TASK
Count the lines in the records below that contain the word "clock", treating uppercase and lowercase as different, and reply with the number alone.
++++ PROVIDED MATERIAL
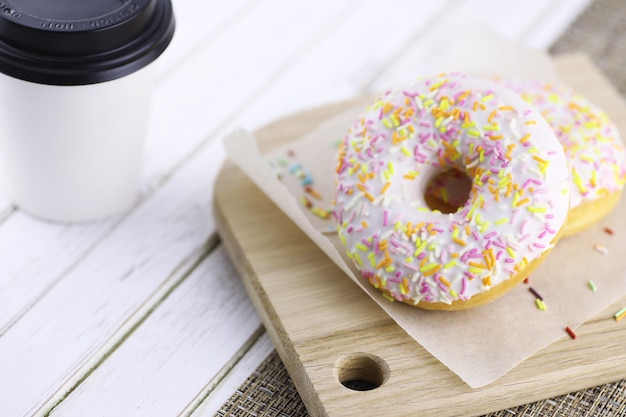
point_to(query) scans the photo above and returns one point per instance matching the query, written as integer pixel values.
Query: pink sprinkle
(411, 267)
(527, 183)
(490, 235)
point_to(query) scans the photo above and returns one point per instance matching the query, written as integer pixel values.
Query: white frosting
(595, 153)
(518, 202)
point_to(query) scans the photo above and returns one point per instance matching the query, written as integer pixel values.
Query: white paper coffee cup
(75, 92)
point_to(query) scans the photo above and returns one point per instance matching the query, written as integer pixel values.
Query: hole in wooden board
(361, 371)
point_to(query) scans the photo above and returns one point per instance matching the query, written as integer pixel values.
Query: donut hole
(448, 191)
(361, 372)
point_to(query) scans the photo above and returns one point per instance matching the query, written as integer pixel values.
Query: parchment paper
(481, 344)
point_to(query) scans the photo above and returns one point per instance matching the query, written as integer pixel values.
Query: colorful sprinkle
(570, 332)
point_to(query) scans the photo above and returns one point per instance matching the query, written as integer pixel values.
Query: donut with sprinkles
(514, 214)
(595, 153)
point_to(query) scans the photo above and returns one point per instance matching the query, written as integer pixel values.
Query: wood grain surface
(328, 331)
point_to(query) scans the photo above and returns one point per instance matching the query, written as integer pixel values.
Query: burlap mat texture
(600, 32)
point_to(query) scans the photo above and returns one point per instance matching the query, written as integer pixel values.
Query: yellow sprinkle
(432, 271)
(450, 264)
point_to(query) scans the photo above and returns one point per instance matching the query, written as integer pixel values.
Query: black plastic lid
(75, 42)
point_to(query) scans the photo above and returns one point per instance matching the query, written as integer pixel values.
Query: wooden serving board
(328, 331)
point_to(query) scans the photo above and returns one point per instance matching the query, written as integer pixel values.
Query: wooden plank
(182, 344)
(350, 334)
(182, 102)
(237, 376)
(99, 301)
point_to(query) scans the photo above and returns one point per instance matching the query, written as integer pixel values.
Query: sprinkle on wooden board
(535, 293)
(570, 332)
(620, 314)
(540, 304)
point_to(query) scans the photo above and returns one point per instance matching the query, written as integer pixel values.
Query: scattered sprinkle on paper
(601, 249)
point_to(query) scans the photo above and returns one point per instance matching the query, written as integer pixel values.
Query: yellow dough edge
(589, 213)
(491, 294)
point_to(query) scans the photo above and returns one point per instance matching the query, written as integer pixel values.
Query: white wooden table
(142, 314)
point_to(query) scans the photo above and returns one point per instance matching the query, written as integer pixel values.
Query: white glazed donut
(516, 209)
(594, 151)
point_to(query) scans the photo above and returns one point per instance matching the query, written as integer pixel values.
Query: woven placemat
(269, 392)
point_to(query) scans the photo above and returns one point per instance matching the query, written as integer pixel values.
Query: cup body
(76, 83)
(74, 153)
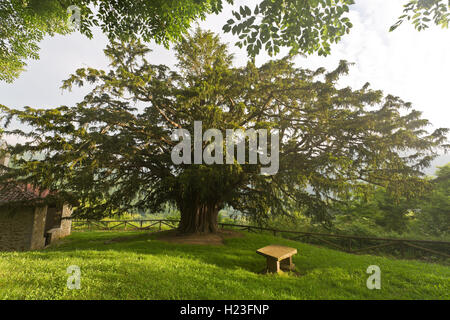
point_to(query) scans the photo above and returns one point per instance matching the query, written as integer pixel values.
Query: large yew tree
(112, 151)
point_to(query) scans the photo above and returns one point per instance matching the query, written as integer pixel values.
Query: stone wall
(38, 232)
(16, 229)
(26, 228)
(65, 226)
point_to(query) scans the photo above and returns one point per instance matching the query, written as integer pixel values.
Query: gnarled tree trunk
(199, 218)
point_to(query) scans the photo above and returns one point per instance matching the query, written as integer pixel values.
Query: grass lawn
(144, 268)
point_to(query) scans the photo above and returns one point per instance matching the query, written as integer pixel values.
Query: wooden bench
(278, 257)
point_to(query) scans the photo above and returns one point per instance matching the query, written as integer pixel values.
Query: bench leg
(286, 264)
(273, 265)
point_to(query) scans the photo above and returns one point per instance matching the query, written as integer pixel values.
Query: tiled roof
(11, 193)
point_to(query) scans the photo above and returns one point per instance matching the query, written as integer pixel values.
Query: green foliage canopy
(112, 151)
(305, 26)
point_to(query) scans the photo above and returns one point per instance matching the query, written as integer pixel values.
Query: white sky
(407, 63)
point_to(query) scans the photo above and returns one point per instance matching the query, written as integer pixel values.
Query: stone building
(27, 222)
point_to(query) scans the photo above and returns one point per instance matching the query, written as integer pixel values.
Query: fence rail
(347, 243)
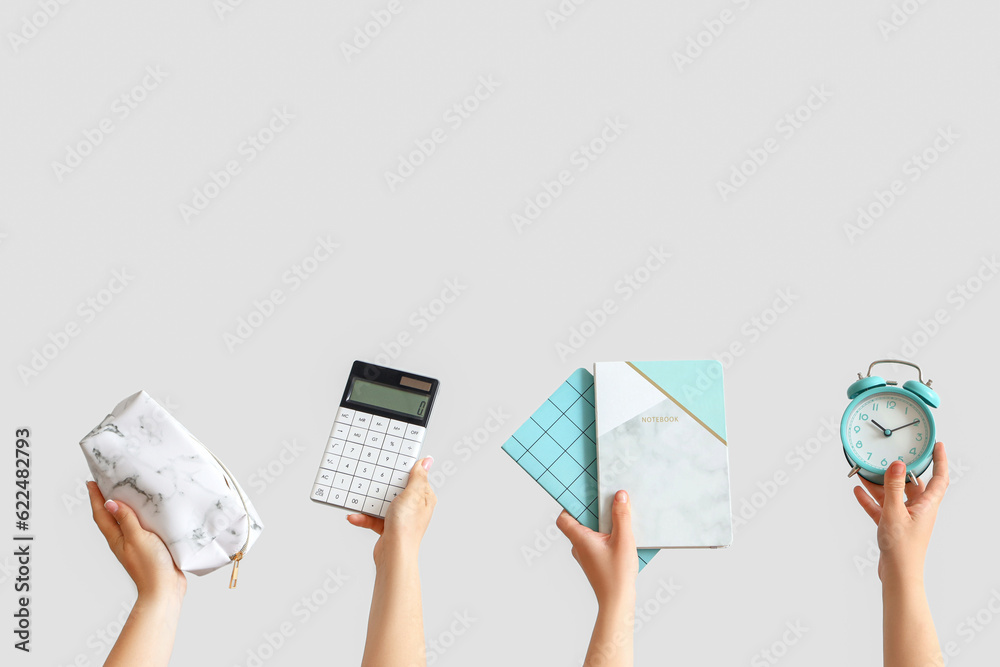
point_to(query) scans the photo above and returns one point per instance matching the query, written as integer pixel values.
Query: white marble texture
(677, 475)
(144, 457)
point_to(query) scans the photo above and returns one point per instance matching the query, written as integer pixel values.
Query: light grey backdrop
(843, 100)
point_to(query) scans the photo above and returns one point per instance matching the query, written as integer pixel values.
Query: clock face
(886, 427)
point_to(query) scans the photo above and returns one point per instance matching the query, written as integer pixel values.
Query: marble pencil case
(140, 454)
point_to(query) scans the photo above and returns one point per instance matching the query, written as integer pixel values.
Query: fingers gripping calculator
(375, 440)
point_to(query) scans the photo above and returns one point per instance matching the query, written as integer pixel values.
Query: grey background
(803, 557)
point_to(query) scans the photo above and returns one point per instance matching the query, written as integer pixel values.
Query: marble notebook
(661, 435)
(140, 454)
(556, 447)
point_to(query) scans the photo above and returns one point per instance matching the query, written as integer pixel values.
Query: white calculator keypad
(367, 461)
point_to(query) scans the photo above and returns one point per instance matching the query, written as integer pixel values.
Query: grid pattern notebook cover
(557, 447)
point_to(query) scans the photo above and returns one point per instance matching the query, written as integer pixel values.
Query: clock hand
(884, 430)
(915, 421)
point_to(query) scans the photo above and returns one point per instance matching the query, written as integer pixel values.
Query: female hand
(905, 515)
(409, 514)
(609, 561)
(141, 553)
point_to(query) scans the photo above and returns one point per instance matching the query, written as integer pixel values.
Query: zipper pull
(236, 568)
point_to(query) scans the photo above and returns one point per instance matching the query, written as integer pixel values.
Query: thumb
(621, 519)
(418, 473)
(126, 518)
(895, 484)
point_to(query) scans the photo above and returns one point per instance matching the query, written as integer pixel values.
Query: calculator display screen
(388, 398)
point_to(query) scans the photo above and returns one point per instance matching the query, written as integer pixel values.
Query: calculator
(375, 440)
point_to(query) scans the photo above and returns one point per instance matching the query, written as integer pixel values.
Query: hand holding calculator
(375, 440)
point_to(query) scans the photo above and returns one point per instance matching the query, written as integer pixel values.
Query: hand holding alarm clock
(886, 423)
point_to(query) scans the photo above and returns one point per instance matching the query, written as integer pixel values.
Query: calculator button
(414, 433)
(361, 419)
(397, 428)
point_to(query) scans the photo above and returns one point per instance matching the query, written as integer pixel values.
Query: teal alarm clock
(886, 423)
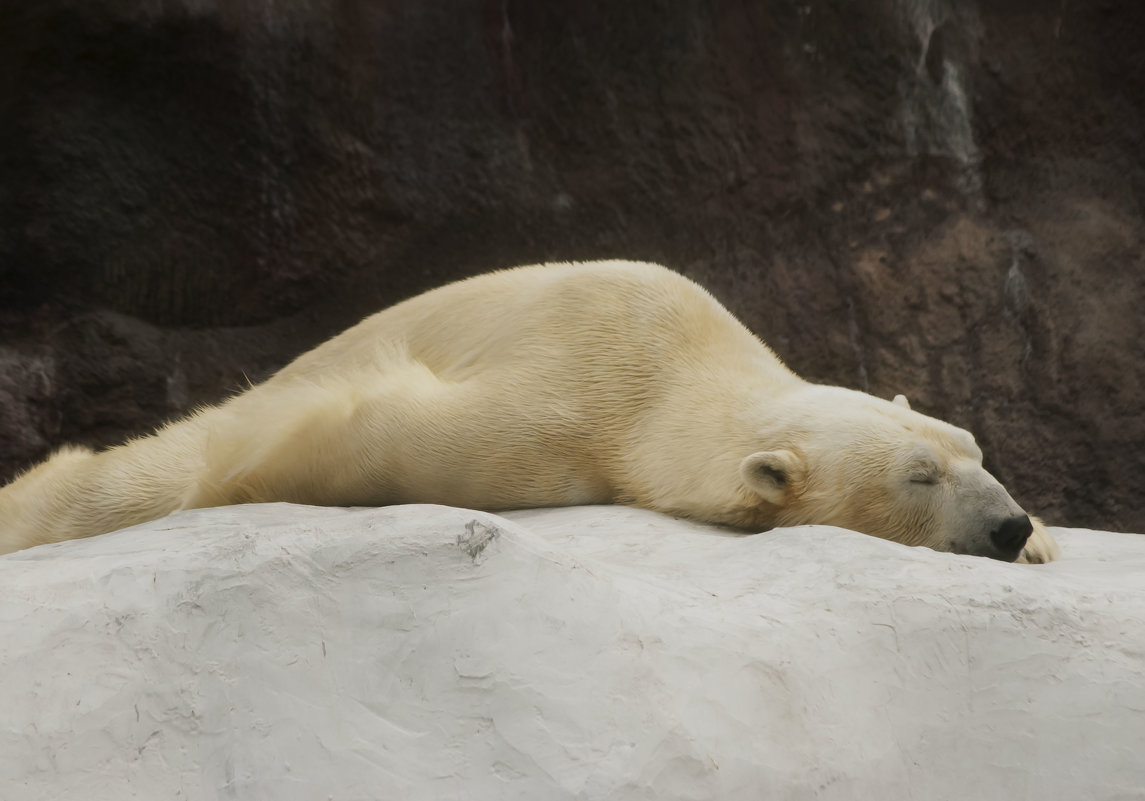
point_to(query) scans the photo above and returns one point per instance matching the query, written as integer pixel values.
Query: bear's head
(877, 467)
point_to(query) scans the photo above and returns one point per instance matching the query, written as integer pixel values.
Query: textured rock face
(427, 652)
(937, 198)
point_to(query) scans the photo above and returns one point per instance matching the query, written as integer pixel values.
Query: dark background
(936, 197)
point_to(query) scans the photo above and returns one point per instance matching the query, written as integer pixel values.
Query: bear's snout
(1011, 534)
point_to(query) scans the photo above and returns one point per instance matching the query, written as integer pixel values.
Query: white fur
(543, 386)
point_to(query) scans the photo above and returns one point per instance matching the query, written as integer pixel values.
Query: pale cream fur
(544, 386)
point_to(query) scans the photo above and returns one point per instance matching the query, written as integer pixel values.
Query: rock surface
(425, 652)
(931, 197)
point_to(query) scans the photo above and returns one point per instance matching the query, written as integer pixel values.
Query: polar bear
(551, 385)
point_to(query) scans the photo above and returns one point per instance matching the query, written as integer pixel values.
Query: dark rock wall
(933, 197)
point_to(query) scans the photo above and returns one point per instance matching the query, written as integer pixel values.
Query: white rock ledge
(427, 652)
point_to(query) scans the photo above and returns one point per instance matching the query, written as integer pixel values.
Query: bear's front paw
(1041, 547)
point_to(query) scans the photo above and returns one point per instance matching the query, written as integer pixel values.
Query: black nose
(1012, 533)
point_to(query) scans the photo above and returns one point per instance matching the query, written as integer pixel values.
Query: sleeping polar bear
(549, 386)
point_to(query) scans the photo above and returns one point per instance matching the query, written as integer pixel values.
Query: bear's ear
(773, 474)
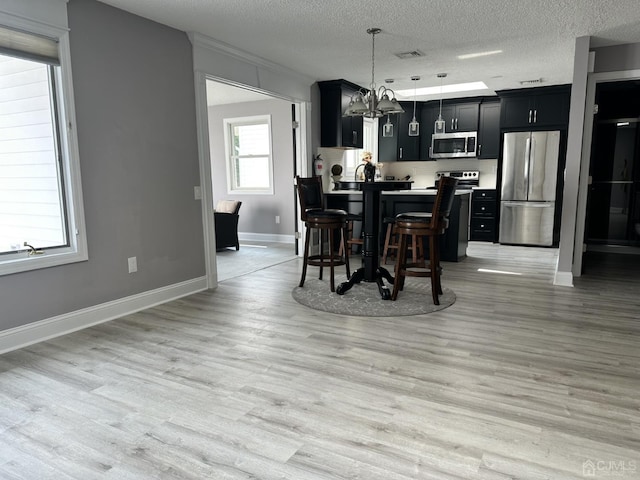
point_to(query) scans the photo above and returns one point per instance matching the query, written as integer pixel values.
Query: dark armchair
(226, 221)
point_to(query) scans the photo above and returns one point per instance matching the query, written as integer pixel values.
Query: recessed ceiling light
(453, 88)
(411, 54)
(478, 54)
(531, 82)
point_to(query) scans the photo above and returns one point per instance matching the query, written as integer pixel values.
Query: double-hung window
(248, 149)
(41, 220)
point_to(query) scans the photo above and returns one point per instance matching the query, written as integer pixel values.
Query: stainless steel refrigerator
(528, 191)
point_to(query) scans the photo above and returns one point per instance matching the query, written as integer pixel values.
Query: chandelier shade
(373, 103)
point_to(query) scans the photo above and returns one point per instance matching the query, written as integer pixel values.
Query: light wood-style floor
(517, 380)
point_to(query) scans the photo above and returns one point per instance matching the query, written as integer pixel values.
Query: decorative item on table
(369, 167)
(317, 165)
(336, 174)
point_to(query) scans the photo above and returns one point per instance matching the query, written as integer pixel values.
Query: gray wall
(135, 109)
(258, 212)
(617, 58)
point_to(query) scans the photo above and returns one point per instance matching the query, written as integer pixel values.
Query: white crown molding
(204, 41)
(31, 333)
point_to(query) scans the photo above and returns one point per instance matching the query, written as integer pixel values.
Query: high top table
(371, 271)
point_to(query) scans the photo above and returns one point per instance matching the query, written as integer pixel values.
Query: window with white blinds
(40, 208)
(249, 162)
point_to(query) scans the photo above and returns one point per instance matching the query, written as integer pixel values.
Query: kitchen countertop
(413, 191)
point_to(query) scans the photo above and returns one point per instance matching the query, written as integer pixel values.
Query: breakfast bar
(453, 246)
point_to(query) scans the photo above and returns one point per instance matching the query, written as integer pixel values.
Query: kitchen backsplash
(422, 173)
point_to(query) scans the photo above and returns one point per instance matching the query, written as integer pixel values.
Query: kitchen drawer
(483, 209)
(483, 229)
(479, 195)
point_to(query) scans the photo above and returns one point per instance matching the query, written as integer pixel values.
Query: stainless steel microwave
(454, 145)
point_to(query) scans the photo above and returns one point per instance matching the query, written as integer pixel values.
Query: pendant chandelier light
(414, 126)
(440, 123)
(372, 103)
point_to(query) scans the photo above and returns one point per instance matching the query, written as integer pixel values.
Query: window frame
(228, 125)
(69, 163)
++++++++
TASK OUTPUT
4